*布置任务 a*
把记录中从含有“Place a point on the table apron”的那一行起、到含有“[[287, 214], [302, 267], [177, 237], [228, 283]]”的那一行为止(两行都包括在内)的各行重新写出来,只写这些行,请求照原样保留。答案里的坐标每个数值都加上150,请求及其格式示例中的数字保持不变,图片不要放进答案。

*文档片段*
这里是判断内存对齐,如果mask & (mask + 1)true说明对齐,否则就是不对齐,不对齐读出的数据就乱了,CPU读取内存都是按段读的,这是一种空间换时间的概念。

  • 接下来是通过swift_slowAlloc函数去初始化内存,这里是初始化了requiredSize大小的一块内存给对象使用,源码如下:
// When alignMask == ~(size_t(0)), allocation uses the "default"
// _swift_MinAllocationAlignment. This is different than calling swift_slowAlloc
// with `alignMask == _swift_MinAllocationAlignment - 1` because it forces
// the use of AlignedAlloc. This allows manually allocated to memory to always
// be deallocated with AlignedFree without knowledge of its original allocation
// alignment.
//
// For alignMask > (_minAllocationAlignment-1)
// i.e. alignment == 0 || alignment > _minAllocationAlignment:
//   The runtime must use AlignedAlloc, and the standard library must
//   deallocate using an alignment that meets the same condition.
//
// For alignMask <= (_minAllocationAlignment-1)
// i.e. 0 < alignment <= _minAllocationAlignment:
//   The runtime may use either malloc or AlignedAlloc, and the standard library
//   must deallocate using an identical alignment.
void *swift::swift_slowAlloc(size_t size, size_t alignMask) {
  void *p;
  // This check also forces "default" alignment to use AlignedAlloc.
  if (alignMask <= MALLOC_ALIGN_MASK) {
#if defined(__APPLE__)
    p = malloc_zone_malloc(DEFAULT_ZONE(), size);
#else
    p = malloc(size);
#endif
  } else {
    size_t alignment = (alignMask == ~(size_t(0)))

*原始记录*
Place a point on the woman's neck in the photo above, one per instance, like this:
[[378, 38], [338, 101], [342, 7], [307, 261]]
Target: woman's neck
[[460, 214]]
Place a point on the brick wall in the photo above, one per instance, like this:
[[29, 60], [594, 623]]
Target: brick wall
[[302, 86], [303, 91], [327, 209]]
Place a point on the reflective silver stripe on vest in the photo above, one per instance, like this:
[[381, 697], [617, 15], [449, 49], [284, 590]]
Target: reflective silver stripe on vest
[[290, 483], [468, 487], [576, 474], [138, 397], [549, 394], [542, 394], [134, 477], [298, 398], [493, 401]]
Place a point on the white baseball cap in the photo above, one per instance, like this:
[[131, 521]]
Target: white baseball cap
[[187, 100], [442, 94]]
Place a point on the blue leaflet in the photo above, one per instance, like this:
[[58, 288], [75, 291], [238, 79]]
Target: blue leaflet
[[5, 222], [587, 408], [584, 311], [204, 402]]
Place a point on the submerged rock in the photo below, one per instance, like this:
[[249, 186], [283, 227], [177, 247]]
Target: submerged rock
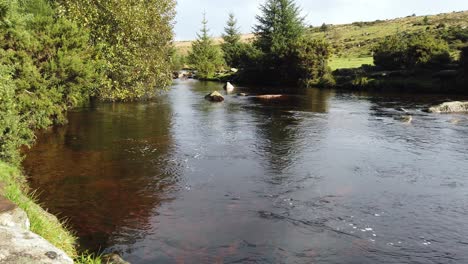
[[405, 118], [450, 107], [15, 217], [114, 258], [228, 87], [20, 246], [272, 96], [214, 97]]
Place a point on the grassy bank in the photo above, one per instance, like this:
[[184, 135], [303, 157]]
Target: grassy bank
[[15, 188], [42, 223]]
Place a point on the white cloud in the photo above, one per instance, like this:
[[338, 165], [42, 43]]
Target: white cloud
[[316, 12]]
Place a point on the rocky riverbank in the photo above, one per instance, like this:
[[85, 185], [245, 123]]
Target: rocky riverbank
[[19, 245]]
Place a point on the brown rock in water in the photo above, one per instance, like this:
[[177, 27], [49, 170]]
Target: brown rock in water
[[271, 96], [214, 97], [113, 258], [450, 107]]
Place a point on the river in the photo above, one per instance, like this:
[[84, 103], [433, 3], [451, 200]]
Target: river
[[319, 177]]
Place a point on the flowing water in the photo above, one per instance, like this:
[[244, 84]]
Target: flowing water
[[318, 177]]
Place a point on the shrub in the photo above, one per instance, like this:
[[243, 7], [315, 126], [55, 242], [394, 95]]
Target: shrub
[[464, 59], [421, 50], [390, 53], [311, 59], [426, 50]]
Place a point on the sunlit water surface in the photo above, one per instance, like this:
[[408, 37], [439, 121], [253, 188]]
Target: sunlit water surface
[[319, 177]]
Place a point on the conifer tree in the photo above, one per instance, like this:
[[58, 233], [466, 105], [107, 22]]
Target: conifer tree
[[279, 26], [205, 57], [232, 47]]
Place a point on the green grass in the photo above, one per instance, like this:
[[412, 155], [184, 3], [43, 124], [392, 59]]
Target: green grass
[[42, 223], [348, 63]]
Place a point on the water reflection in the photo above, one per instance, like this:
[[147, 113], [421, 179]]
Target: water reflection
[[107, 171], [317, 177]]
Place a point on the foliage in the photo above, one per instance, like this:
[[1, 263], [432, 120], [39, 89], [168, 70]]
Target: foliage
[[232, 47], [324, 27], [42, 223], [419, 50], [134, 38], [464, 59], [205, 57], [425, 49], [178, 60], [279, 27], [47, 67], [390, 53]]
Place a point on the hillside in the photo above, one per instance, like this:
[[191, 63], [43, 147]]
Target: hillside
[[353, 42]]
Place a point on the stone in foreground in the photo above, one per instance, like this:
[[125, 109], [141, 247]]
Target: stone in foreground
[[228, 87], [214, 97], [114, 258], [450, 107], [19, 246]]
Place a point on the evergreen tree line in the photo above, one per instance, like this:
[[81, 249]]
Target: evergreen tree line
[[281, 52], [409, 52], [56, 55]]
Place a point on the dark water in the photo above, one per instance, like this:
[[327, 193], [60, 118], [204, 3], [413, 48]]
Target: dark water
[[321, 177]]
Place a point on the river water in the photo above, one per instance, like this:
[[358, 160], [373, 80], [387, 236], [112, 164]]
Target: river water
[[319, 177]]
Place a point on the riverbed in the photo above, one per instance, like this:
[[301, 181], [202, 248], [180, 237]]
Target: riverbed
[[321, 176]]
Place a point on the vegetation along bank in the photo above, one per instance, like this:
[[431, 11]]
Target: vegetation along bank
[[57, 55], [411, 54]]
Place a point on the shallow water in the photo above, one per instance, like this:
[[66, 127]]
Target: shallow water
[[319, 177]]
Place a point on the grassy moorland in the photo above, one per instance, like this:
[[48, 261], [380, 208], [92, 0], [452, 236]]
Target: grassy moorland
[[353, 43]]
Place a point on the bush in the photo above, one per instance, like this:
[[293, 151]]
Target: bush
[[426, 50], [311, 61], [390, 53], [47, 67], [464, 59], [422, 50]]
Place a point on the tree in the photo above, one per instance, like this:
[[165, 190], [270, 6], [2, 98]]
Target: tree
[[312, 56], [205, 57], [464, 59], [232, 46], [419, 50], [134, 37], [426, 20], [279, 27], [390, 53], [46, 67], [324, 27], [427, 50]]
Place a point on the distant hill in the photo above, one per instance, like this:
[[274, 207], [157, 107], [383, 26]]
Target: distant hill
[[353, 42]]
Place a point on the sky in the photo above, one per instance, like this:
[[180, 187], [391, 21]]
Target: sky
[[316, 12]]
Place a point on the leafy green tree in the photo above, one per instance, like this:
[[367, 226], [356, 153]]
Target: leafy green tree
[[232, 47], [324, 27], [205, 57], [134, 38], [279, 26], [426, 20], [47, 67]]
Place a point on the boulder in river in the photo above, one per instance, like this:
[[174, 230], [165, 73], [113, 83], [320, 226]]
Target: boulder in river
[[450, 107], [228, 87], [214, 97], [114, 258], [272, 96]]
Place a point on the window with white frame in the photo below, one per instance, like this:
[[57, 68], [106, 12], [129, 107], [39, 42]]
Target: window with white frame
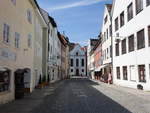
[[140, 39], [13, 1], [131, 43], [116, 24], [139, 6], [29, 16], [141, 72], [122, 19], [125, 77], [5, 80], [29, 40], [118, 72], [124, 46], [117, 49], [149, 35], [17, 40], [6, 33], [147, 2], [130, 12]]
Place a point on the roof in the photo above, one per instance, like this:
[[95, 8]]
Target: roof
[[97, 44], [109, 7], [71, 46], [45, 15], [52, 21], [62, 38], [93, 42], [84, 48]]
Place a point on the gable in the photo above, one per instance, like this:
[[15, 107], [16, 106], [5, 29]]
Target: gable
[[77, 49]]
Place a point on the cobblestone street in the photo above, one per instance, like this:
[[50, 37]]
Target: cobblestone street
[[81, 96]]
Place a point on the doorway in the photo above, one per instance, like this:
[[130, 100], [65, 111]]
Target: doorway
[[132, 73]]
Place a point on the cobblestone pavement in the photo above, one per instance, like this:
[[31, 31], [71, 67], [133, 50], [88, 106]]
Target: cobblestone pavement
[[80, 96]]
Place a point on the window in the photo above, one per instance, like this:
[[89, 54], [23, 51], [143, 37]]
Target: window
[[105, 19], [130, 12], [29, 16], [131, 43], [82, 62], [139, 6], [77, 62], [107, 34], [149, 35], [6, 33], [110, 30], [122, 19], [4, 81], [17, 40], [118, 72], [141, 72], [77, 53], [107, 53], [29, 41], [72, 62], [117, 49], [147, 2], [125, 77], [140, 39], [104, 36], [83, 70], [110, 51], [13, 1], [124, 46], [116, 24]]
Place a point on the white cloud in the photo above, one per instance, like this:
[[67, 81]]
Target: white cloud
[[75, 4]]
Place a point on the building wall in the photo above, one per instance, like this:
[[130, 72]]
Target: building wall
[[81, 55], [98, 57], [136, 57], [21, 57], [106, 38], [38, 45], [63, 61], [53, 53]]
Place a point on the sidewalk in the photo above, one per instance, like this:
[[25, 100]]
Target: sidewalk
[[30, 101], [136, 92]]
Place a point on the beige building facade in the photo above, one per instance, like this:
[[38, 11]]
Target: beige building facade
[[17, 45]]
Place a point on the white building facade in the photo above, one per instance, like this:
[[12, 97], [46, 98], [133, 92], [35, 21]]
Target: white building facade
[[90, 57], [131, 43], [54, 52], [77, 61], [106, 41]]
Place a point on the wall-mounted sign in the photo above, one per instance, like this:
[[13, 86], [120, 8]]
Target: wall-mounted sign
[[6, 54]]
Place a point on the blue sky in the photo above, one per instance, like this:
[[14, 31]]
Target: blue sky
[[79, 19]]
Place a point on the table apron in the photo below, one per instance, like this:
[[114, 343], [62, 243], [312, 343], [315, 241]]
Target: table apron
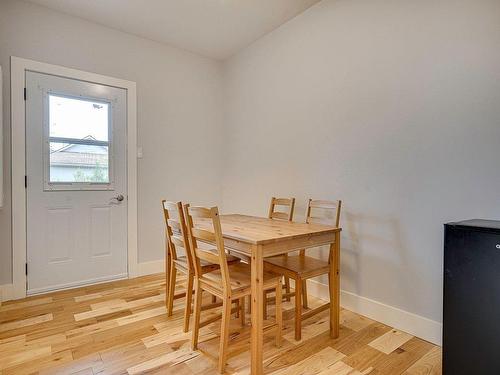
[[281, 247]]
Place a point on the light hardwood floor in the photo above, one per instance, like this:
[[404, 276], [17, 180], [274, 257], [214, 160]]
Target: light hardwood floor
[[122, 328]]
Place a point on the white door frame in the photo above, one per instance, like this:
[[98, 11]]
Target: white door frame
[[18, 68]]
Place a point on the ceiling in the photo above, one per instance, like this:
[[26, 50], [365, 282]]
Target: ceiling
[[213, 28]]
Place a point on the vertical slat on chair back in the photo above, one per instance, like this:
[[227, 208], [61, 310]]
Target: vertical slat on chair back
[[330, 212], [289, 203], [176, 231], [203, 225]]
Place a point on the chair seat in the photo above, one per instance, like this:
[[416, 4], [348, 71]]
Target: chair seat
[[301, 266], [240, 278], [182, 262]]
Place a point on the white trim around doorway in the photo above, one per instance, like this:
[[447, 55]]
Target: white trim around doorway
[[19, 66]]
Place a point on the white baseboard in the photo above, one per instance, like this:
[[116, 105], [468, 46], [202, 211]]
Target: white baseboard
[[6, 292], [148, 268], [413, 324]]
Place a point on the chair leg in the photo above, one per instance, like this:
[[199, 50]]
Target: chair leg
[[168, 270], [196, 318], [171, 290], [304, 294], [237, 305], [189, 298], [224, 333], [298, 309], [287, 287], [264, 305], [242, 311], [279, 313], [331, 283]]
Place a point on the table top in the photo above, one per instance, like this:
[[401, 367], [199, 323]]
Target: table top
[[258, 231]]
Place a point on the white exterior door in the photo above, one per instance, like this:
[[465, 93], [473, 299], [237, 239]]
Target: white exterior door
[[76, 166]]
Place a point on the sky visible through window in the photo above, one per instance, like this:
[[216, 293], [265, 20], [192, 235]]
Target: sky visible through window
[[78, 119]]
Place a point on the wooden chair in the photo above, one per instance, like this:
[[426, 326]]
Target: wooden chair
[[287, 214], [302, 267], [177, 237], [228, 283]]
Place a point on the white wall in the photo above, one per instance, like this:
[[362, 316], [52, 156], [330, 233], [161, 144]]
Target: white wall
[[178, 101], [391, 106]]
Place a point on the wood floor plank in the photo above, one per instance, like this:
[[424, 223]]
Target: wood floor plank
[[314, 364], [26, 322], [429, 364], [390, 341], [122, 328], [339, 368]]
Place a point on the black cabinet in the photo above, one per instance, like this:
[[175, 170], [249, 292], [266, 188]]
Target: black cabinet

*布置任务 b*
将上文讲Swift内存对齐与分配的那段文本从头到尾逐字照录一遍。

*正确答案 a*
Place a point on the table apron in the photo below, one per instance, like this:
[[114, 343], [62, 243], [312, 343], [315, 241]]
Target: table apron
[[431, 397]]
Place a point on the light hardwood floor in the photo above, one per instance, like this:
[[404, 276], [17, 180], [274, 257], [214, 160]]
Target: light hardwood floor
[[272, 478]]
Place a point on the white door frame in the photo above, one per instance, like this:
[[98, 11]]
Target: white door frame
[[168, 218]]
Place a point on the ceiling in the photo above, one per instance, like this:
[[26, 50], [365, 282]]
Target: ceiling
[[363, 178]]
Place a point on the vertical slat on chair back in the photo above, one per instance, like this:
[[227, 208], [61, 310]]
Target: vertical slat on chair back
[[480, 362], [439, 353], [326, 381], [353, 375]]
Place a point on the chair seat in the photo above, one per instance, like this:
[[416, 4], [348, 71]]
Target: chair seat
[[451, 416], [390, 428], [332, 412]]
Place a point on the white trim around doorway in the photo above, one per instance, like this:
[[447, 55]]
Target: white trim around doorway
[[169, 216]]
Place a point on the white baseboard in the photo above, one per instance, like this:
[[116, 105], [468, 46], [202, 211]]
Target: white baseboard
[[156, 442], [298, 418], [563, 474]]
Place a point on the chair leg in the photo above, one per instance, like this:
[[199, 50]]
Target: chair leg
[[318, 420], [346, 468], [321, 440], [454, 444], [387, 455], [339, 448], [374, 483], [448, 459], [437, 437], [414, 455], [392, 461], [429, 463], [481, 433]]
Place a point on the table top in the photo above, one per instance, like this:
[[401, 367], [199, 323]]
Target: table top
[[408, 381]]
Place a point on the white exterior door in the photo above, one per instance, like this:
[[465, 93], [473, 299], [237, 239]]
Target: white exterior door
[[226, 316]]
Place a point on the sky visible through window in the photo above, one per instance, like this:
[[216, 293], [265, 20], [192, 235]]
Target: sky visible through window
[[228, 269]]
Place a point on the wooden chair in the photo above, one per instance, like this:
[[426, 326]]
Target: wooden chair
[[437, 364], [452, 417], [327, 387], [378, 433]]

*正确答案 b*
这里是判断内存对齐,如果mask & (mask + 1)true说明对齐,否则就是不对齐,不对齐读出的数据就乱了,CPU读取内存都是按段读的,这是一种空间换时间的概念。

  • 接下来是通过swift_slowAlloc函数去初始化内存,这里是初始化了requiredSize大小的一块内存给对象使用,源码如下:
// When alignMask == ~(size_t(0)), allocation uses the "default"
// _swift_MinAllocationAlignment. This is different than calling swift_slowAlloc
// with `alignMask == _swift_MinAllocationAlignment - 1` because it forces
// the use of AlignedAlloc. This allows manually allocated to memory to always
// be deallocated with AlignedFree without knowledge of its original allocation
// alignment.
//
// For alignMask > (_minAllocationAlignment-1)
// i.e. alignment == 0 || alignment > _minAllocationAlignment:
//   The runtime must use AlignedAlloc, and the standard library must
//   deallocate using an alignment that meets the same condition.
//
// For alignMask <= (_minAllocationAlignment-1)
// i.e. 0 < alignment <= _minAllocationAlignment:
//   The runtime may use either malloc or AlignedAlloc, and the standard library
//   must deallocate using an identical alignment.
void *swift::swift_slowAlloc(size_t size, size_t alignMask) {
  void *p;
  // This check also forces "default" alignment to use AlignedAlloc.
  if (alignMask <= MALLOC_ALIGN_MASK) {
#if defined(__APPLE__)
    p = malloc_zone_malloc(DEFAULT_ZONE(), size);
#else
    p = malloc(size);
#endif
  } else {
    size_t alignment = (alignMask == ~(size_t(0)))